NOTE SUR L’ORIGINE DE LA MAISON DE BLONAY
Le plus ancien titre original qui fasse mention du nom de Blonay, comme surnom de famille, est la charte de liberté donnée à l’abbaye d’Abondance en Chablais, en date de l’an 1108. Au nombre des témoins de cette charte figure en première ligne Amedeus de Bloniaco 1 .
Dans un document bien connu et très authentique, Amédée de Blonay et Girard d’Alinges sont qualifiés par le comte de Savoie de seigneurs principaux de la province de Chablais 2 , ce qui indiquerait déjà que le berceau de la maison de Blonay, de même que ses anciennes possessions aviatiques, était situé sur le côté méridional du lac Léman et non pas sur son bord septentrional comme on le suppose généralement. /250/
De même que les d’Alinges et les de Rovéréa, dont le nom de famille remonte à la même époque, les sires de Blonay suivaient la fortune toujours croissante des comtes de Savoie, souverains du Chablais bien longtemps avant que ces princes eussent étendu leur domination dans le pays de Vaud.

================================

__EXERCICES À FAIRE__
a – D'après la note sur l'origine de la maison de Blonay, en quelle année a été donnée la charte de liberté de l'abbaye d'Abondance ?
b – Écrivez la suite de la note sur l'origine de la maison de Blonay, après sa dernière phrase.

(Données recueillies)
================================

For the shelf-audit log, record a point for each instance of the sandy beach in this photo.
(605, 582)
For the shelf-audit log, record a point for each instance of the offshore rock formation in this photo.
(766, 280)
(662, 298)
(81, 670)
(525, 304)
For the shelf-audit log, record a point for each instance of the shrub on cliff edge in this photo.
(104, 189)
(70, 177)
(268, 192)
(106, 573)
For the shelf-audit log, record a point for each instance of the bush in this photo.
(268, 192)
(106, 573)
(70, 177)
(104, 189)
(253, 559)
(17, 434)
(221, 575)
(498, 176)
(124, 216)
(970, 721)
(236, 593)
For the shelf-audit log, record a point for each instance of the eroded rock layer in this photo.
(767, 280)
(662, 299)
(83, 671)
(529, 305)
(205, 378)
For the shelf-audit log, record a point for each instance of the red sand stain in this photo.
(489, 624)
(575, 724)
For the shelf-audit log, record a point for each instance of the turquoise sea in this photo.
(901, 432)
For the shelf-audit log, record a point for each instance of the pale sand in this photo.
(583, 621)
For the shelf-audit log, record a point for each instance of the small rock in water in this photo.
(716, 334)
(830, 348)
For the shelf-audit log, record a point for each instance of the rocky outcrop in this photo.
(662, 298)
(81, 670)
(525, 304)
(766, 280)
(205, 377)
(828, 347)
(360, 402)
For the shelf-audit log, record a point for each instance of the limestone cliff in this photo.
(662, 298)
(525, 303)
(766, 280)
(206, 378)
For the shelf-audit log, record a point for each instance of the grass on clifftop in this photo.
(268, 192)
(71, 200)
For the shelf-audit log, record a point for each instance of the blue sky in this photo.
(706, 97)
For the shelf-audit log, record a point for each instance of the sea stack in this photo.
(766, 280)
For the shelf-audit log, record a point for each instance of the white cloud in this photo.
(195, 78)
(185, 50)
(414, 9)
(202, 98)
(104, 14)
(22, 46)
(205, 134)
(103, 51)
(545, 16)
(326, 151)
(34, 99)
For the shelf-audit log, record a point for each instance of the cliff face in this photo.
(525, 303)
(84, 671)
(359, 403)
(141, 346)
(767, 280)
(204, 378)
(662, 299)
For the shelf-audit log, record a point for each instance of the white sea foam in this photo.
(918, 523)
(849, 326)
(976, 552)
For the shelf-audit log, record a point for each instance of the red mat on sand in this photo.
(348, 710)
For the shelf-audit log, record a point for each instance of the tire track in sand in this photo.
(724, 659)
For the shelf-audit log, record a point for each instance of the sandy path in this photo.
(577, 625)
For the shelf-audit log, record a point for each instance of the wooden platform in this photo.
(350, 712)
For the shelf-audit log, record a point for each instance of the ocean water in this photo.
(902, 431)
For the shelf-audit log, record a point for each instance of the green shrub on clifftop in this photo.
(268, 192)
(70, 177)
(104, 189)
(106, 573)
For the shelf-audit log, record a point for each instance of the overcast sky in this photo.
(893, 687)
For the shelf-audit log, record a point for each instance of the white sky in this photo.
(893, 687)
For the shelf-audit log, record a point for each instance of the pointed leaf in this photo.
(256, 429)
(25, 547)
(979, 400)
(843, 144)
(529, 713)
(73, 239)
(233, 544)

================================

__EXERCICES CORRIGÉS__
a – En l'an 1108.

b –
Il est vrai cependant que, vers la fin du XIe siècle, Lambert de Grandson, évêque de Lausanne, donna en précaire 1 (prestavit) à son neveu (nepos) Walcherius ou Vaucher, la terre de Corsier et une partie de Vevey, qui dépendaient du domaine de l’évêché. Le cartulaire de l’église de Lausanne, qui rappelle le fait de cette inféodation 2 , n’ayant été rédigé qu’au XIIIe siècle, il est fort douteux que le surnom de Blonay donné à Vaucher dans ce cartulaire se soit trouvé dans la donation même de l’évêque Lambert, son oncle. Quoi qu’il en soit, il est indubitable que ce Vaucher était de la maison de Blonay et non pas un Grandson ainsi que l’avait imaginé feu M. d’Estavayer, qui, dans son Histoire généalogique des sires de Blonay, le fait fils de Philippe de Grandson, frère de l’évêque de Lausanne, tandis qu’il est positif que le père du Vaucher neveu de ce prélat, se nommait Amédée 3 . Vaucher était par conséquent neveu de Lambert par sa mère, sœur de ce prélat. Vaucher de Blonay avait un frère nommé Amédée, que cet évêque de /251/ Lausanne appelle aussi son neveu dans une charte de Romainmotier de l’an 1090 environ 1 . Le surnom de Blonay ne figure pas dans ces actes, l’usage des noms de famille n’étant point encore généralement adopté dans nos pays.
On voit par là, qu’à la fin du XIe et au commencement du XIIe siècle, les sires de Blonay, déjà puissants dans le Chablais, avaient étendu leurs domaines patrimoniaux depuis les rives du Léman jusque dans la vallée d’Abondance, tandis que, de ce côté-ci du lac, ils ne possédaient encore que quelques fiefs de l’église de Lausanne, provenant de la libéralité de l’évêque Lambert.
Vaucher de Blonay, seigneur de Corsier et de Vevey en partie, paraît n’avoir pas laissé de postérité masculine, et ses biens passèrent à son frère Amédée. Celui-ci, conjointement avec son propre fils Vaucher ou Gauthier (Gwalterius), contribua, en 1134, à la fondation de l’abbaye de Hautcrêt 2 . Amédée de Blonay était avoué (advocatus) de la royale abbaye de St. Maurice en Chablais. Ce fut en cette qualité qu’il confirma la cession que cette grande abbaye fit, en 1137, à celle de Hautcrêt, d’une partie des bois appartenant à la première 3 , ainsi que l’inféodation que le prieur et les chanoines de St. Maurice firent, en 1142, à Humbert, sire de Prangins, de certains fonds à Lutry et à Arans 4 .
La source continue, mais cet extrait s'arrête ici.